◆ **What to produce**:
Write out the records word for word, from the very beginning through the line that contains "<point>562,416</point>", and leave the pictures out.

◆ **Records to use**:
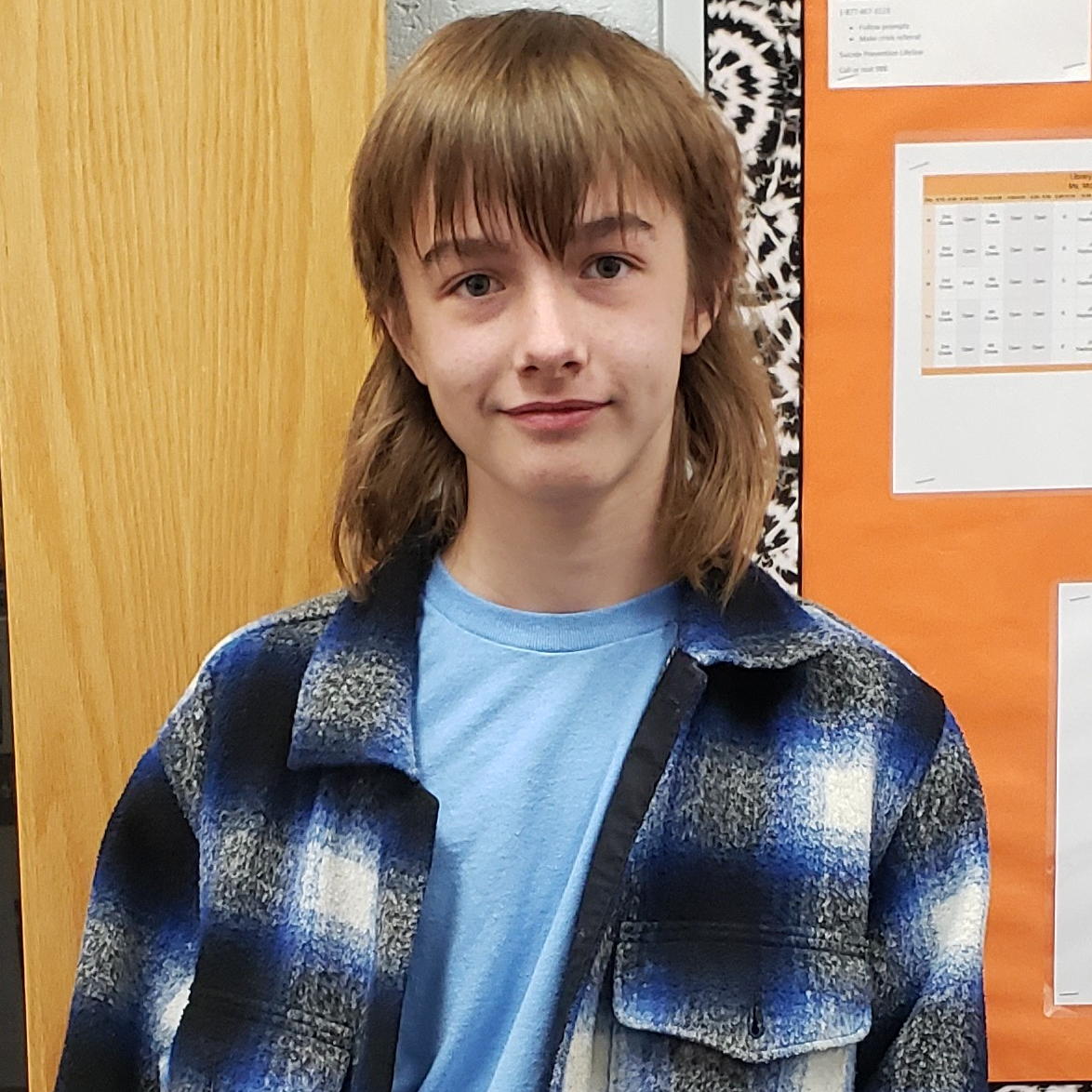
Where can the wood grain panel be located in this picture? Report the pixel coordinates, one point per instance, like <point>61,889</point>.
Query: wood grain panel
<point>181,340</point>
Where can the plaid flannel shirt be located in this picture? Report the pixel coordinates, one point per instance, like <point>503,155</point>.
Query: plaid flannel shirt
<point>789,891</point>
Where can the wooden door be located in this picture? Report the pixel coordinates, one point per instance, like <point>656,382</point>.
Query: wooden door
<point>180,342</point>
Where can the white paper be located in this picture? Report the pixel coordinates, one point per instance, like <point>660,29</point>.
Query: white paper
<point>992,317</point>
<point>923,43</point>
<point>1072,901</point>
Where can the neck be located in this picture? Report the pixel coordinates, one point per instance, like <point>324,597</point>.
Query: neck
<point>558,558</point>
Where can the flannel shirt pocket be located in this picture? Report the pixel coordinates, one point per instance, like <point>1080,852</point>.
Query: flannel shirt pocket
<point>753,996</point>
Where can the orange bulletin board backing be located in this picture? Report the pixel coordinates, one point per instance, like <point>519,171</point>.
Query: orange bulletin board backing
<point>964,585</point>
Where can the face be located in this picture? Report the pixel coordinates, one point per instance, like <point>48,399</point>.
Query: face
<point>554,377</point>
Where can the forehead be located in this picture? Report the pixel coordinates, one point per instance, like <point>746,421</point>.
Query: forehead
<point>474,218</point>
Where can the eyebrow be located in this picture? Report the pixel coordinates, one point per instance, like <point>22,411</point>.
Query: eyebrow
<point>593,231</point>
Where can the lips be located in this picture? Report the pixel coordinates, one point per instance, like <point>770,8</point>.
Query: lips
<point>569,406</point>
<point>562,416</point>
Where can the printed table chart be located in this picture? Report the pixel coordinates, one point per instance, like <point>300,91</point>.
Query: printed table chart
<point>1007,272</point>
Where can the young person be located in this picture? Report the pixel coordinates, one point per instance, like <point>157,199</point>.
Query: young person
<point>563,794</point>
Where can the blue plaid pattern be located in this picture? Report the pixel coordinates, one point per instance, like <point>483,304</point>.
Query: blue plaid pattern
<point>802,908</point>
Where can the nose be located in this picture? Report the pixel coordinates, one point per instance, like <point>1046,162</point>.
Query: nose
<point>551,340</point>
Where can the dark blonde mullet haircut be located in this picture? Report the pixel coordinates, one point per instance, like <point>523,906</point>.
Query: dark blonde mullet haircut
<point>526,111</point>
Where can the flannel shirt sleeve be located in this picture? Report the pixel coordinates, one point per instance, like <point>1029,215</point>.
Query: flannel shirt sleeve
<point>926,929</point>
<point>139,943</point>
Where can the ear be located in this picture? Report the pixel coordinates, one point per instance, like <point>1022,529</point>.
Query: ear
<point>697,325</point>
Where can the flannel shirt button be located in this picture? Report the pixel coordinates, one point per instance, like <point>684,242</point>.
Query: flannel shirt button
<point>758,1023</point>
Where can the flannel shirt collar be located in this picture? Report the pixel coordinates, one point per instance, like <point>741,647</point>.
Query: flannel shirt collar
<point>355,704</point>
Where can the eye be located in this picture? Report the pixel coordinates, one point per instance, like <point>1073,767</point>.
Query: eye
<point>608,267</point>
<point>476,286</point>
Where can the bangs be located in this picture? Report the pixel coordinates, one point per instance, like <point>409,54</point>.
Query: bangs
<point>519,125</point>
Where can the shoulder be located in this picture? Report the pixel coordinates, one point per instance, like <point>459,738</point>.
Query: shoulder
<point>246,686</point>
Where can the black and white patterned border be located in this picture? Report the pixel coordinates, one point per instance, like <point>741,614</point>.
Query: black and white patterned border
<point>753,73</point>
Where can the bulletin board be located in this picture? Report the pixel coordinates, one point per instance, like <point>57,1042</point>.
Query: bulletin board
<point>964,584</point>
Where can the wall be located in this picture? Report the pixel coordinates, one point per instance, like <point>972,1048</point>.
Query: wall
<point>409,22</point>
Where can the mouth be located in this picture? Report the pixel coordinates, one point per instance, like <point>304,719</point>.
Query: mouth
<point>570,406</point>
<point>554,416</point>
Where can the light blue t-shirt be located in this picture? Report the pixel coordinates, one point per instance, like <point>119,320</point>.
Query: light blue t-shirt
<point>522,722</point>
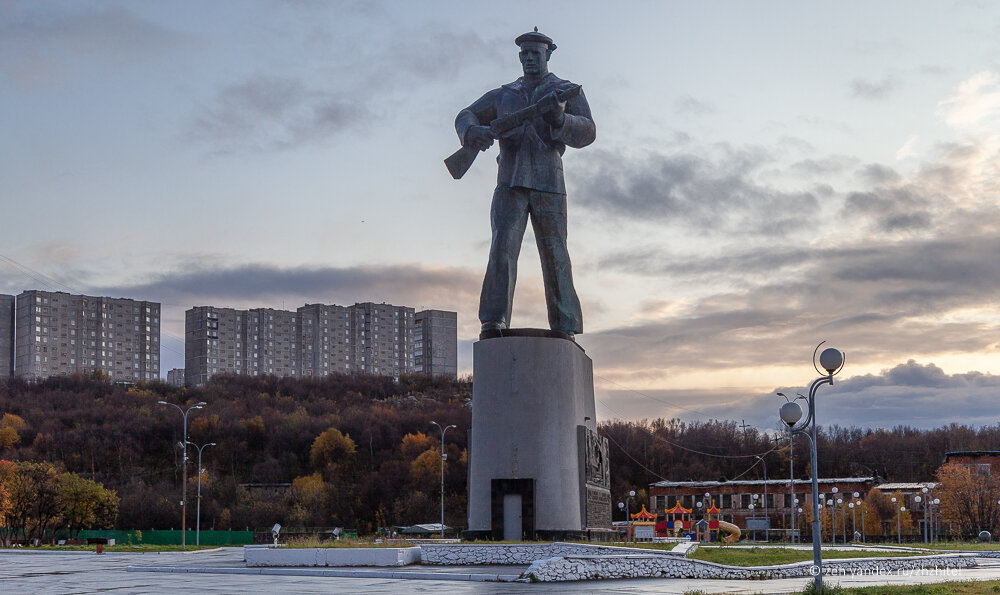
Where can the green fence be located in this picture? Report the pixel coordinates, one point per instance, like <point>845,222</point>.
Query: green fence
<point>171,537</point>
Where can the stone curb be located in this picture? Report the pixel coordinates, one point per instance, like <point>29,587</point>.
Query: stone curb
<point>324,572</point>
<point>573,568</point>
<point>524,554</point>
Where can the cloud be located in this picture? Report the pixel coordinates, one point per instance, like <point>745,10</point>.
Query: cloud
<point>686,104</point>
<point>40,44</point>
<point>974,102</point>
<point>267,112</point>
<point>265,284</point>
<point>717,192</point>
<point>868,89</point>
<point>910,394</point>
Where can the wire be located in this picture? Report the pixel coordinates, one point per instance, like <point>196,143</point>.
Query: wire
<point>51,282</point>
<point>664,401</point>
<point>707,454</point>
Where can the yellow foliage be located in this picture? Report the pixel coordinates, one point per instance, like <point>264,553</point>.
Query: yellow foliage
<point>8,437</point>
<point>332,449</point>
<point>426,468</point>
<point>15,422</point>
<point>413,445</point>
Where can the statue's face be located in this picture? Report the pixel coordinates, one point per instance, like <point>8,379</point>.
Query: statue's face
<point>534,58</point>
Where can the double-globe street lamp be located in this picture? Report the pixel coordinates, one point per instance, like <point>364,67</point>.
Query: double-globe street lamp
<point>184,443</point>
<point>832,361</point>
<point>628,513</point>
<point>197,531</point>
<point>444,457</point>
<point>791,467</point>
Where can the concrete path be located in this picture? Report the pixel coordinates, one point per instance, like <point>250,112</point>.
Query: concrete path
<point>222,571</point>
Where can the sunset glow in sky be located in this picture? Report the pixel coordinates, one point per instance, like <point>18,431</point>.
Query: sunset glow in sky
<point>766,176</point>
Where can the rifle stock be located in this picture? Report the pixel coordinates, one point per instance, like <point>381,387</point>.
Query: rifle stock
<point>461,160</point>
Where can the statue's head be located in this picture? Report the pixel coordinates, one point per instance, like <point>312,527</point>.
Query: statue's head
<point>536,49</point>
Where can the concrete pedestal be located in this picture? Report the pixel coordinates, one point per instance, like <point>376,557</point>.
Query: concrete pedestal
<point>534,445</point>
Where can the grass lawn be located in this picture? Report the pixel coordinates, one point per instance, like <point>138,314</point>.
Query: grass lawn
<point>770,556</point>
<point>955,588</point>
<point>122,547</point>
<point>977,546</point>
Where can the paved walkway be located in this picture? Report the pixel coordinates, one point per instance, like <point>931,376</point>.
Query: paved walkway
<point>222,571</point>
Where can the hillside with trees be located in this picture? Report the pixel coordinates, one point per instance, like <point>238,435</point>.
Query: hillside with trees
<point>360,451</point>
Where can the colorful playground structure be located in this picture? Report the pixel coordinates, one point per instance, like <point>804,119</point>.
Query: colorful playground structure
<point>679,522</point>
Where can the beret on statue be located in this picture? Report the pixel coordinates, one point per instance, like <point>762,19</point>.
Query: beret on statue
<point>535,37</point>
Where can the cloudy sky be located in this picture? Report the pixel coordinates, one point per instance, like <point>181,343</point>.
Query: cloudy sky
<point>766,176</point>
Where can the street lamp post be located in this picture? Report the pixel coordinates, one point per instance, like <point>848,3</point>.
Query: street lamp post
<point>184,413</point>
<point>832,362</point>
<point>854,522</point>
<point>923,531</point>
<point>843,517</point>
<point>197,531</point>
<point>833,521</point>
<point>626,506</point>
<point>443,457</point>
<point>791,464</point>
<point>833,514</point>
<point>936,520</point>
<point>767,535</point>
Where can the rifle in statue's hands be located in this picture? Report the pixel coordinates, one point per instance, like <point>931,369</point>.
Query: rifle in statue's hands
<point>461,160</point>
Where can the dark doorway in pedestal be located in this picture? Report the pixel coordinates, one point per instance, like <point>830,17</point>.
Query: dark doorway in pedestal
<point>512,509</point>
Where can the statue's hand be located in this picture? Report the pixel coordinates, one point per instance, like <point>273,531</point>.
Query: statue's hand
<point>479,137</point>
<point>553,110</point>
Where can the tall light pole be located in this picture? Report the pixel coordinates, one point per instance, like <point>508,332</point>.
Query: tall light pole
<point>923,530</point>
<point>197,531</point>
<point>763,464</point>
<point>832,362</point>
<point>843,517</point>
<point>833,516</point>
<point>936,520</point>
<point>626,506</point>
<point>854,521</point>
<point>791,465</point>
<point>444,430</point>
<point>899,537</point>
<point>184,413</point>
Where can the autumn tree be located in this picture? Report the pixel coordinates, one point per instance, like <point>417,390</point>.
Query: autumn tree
<point>332,451</point>
<point>34,489</point>
<point>968,499</point>
<point>310,501</point>
<point>85,504</point>
<point>874,508</point>
<point>415,444</point>
<point>10,427</point>
<point>6,474</point>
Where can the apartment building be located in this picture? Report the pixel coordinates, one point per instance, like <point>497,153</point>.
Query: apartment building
<point>327,340</point>
<point>315,340</point>
<point>383,338</point>
<point>6,336</point>
<point>435,343</point>
<point>57,333</point>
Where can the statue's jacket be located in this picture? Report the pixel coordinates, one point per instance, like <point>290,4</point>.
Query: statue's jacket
<point>531,154</point>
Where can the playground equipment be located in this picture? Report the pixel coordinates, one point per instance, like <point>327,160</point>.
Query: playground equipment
<point>732,530</point>
<point>643,525</point>
<point>678,523</point>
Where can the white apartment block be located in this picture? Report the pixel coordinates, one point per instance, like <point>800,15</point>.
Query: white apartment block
<point>6,336</point>
<point>315,340</point>
<point>57,333</point>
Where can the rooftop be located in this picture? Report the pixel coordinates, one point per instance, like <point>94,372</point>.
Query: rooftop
<point>757,482</point>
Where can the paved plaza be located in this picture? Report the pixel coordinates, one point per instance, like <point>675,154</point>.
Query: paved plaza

◆ **Reply**:
Where can the wood grain panel be located in this picture? Report the pixel coordinates, one point per instance, like <point>61,889</point>.
Query: wood grain panel
<point>181,340</point>
Where can the plaid flannel shirt be located in this picture? Report the pixel coordinates, one point per instance, like <point>503,155</point>.
Query: plaid flannel shirt
<point>789,891</point>
Where can the wooden door be located in this picture? Report the pixel coordinates, one point per instance, like <point>656,382</point>.
Query: wooden door
<point>180,342</point>
Where can the white paper be located in this picture? Report the pixel coordinates, one point per instance, like <point>660,29</point>.
Query: white paper
<point>992,317</point>
<point>923,43</point>
<point>1072,901</point>
Where can the neck be located in this picture? Report the pixel coordinates, one point per instance, like <point>324,597</point>.
Query: neck
<point>558,558</point>
Where can the flannel shirt pocket be located in this picture? Report the pixel coordinates, one point per instance, like <point>1080,852</point>.
Query: flannel shirt pocket
<point>753,996</point>
Where can the orange bulletin board backing be located in this picture? Report the pixel coordinates, one point per instance, like <point>519,171</point>.
Query: orange bulletin board backing
<point>964,585</point>
Where can the face be located in this picture? Report the pixel coordinates, one point per instance, like <point>48,399</point>.
Query: face
<point>554,377</point>
Where can the forehead be located in this picture? Report the pixel coordinates, one point per instance, like <point>746,421</point>.
Query: forehead
<point>474,218</point>
Where can the eyebrow be located in this picture? Report the pixel coordinates, one point per instance, like <point>22,411</point>.
Query: eyebrow
<point>593,231</point>
Where can the lips be located in this picture? Report the pixel coordinates, one point per instance, like <point>770,8</point>.
Query: lips
<point>569,406</point>
<point>562,416</point>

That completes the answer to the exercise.